Stored data entries
__________
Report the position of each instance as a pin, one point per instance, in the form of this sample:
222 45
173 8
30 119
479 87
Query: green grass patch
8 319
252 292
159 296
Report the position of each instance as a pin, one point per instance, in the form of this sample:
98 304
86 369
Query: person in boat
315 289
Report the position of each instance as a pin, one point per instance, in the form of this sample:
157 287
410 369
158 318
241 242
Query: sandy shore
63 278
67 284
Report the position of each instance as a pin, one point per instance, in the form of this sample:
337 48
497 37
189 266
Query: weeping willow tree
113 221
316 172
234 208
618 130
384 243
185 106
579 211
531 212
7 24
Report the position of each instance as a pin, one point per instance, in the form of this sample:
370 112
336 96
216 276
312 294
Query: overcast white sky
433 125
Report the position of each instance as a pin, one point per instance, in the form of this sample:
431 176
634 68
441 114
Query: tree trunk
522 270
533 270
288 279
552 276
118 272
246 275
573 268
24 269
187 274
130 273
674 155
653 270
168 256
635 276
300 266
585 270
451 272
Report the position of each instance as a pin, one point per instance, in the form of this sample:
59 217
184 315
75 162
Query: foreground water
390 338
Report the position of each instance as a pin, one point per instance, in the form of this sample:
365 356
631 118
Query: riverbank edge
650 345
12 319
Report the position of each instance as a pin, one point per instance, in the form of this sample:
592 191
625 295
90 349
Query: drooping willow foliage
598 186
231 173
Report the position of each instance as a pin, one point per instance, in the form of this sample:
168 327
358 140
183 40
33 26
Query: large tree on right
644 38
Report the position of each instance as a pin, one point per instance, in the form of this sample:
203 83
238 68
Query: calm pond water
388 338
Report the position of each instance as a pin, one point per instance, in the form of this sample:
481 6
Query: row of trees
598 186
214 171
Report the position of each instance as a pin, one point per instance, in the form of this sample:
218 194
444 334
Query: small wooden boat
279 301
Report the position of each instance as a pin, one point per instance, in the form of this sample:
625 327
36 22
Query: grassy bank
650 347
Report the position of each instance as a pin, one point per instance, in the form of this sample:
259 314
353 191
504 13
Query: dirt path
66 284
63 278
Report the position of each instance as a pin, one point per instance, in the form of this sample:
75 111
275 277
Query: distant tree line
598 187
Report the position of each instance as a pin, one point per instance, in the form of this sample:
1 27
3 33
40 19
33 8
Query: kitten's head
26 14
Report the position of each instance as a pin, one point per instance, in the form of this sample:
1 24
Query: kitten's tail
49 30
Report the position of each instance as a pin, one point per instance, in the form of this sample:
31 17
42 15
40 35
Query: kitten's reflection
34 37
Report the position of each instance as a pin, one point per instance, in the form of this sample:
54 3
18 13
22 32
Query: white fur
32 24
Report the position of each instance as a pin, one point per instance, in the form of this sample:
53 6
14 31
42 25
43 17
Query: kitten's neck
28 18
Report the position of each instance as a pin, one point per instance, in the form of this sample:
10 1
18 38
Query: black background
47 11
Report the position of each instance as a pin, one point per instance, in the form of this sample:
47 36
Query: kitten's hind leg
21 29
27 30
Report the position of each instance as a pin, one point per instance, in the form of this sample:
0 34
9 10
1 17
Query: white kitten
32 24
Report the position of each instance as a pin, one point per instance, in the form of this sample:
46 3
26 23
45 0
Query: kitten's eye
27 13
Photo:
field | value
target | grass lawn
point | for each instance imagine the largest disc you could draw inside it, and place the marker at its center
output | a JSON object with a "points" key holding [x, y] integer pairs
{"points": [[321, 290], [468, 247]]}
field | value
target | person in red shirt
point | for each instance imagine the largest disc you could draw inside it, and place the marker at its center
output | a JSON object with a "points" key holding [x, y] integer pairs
__________
Your task is to quote the listing above word for word.

Report the position of each instance as a pin, one point per instance, in the form of this sample:
222 45
173 8
30 119
479 87
Query: green grass patch
8 319
252 292
159 296
Report the position of each instance as a pin, one point per instance, in the form of this sample:
98 304
86 369
Query: person in boat
315 289
Report the position of each instance as a pin, one point per instance, in the form of this sample:
157 287
410 369
158 318
241 242
Query: sandy shore
63 278
67 284
Report the position of each instance as a pin, one point per instance, in the form of this sample:
337 48
497 37
189 266
Query: weeping willow tree
113 221
316 172
234 208
618 130
384 243
185 106
579 211
531 212
7 24
Report the position of each instance as a pin, one point per instance, in the form of this sample:
370 112
336 96
216 276
312 294
Query: overcast white sky
433 125
Report the position of each instance as a pin, one point per instance, in the form of this sample:
431 176
634 68
441 114
Query: tree trunk
522 270
533 270
288 279
552 276
118 272
246 275
573 268
24 269
187 274
130 273
674 155
653 270
168 256
635 276
300 266
585 270
451 272
Report the position of each instance as a pin, one point per instance, in the form of this sample:
59 217
184 315
75 162
Query: foreground water
390 338
Report the position of each instance as a pin, one point per instance, in the form of this sample:
365 356
631 118
Query: riverbank edge
650 345
12 319
Report the position of each instance as a pin, one point per instance, in the form of this sample:
592 191
625 295
90 349
Query: drooping willow foliage
598 186
231 173
Report the position of each instance as a pin, one point per instance, in the form of this sample:
168 327
358 140
183 40
33 26
Query: large tree on right
644 38
Report the position of each instance as a pin, one point per instance, in the form of this sample:
203 83
238 68
Query: calm pond water
388 338
Report the position of each instance as a pin, one point per instance, in the form of this sample:
481 6
Query: row of trees
598 186
214 171
Report the position of each instance as a pin, one point per instance, in the form of this sample:
218 194
444 334
Query: small wooden boat
279 301
Report the position of each instance as a pin, one point per instance, in the form of this sample:
625 327
36 22
Query: grassy bank
650 347
Report the position of each instance as a pin, one point per instance, in the form of this sample:
259 314
353 191
504 13
Query: dirt path
66 284
63 278
Report the position of each instance as a pin, one point per instance, in the form of this sample:
75 111
275 277
Query: distant tree line
598 187
Report the position of each instance as a pin, one point per instance, in the form of this sample:
1 27
3 33
40 19
33 8
Query: kitten's head
26 14
Report the position of each instance as a pin, one point per instance, in the form of this sample:
1 24
Query: kitten's tail
49 30
Report the position of each instance as a pin, one point per instance, in the form of this sample:
31 17
42 15
40 35
Query: kitten's reflection
34 37
Report the position of each instance as a pin, one point per instance, in the form of this sample:
54 3
18 13
22 32
Query: white fur
32 24
Report the position of each instance as a pin, one point per instance, in the form of this sample:
53 6
14 31
42 25
43 17
Query: kitten's neck
28 18
Report the position of each instance as a pin, one point per instance, in the form of this sample:
10 1
18 38
Query: black background
47 11
Report the position of each instance as a pin, one point per instance, in the form of this sample:
47 36
Query: kitten's hind leg
21 29
27 30
Report the position of each instance as a pin, one point per instance, in the form of this sample:
0 34
9 10
1 17
Query: white kitten
32 24
Report the position of each instance as a pin, one point per instance, in the form of this sample:
46 3
26 23
45 0
Query: kitten's eye
27 13
Photo:
field | value
target | grass lawn
point | for each instance imagine the largest disc you could draw inside it, and place the marker at its center
output | a JSON object with a "points" key holding [x, y] integer pairs
{"points": [[321, 290], [468, 247]]}
field | value
target | person in red shirt
point | for each instance imagine the largest disc you could draw inside it, and place the marker at its center
output | a JSON object with a "points" key holding [x, y] integer pairs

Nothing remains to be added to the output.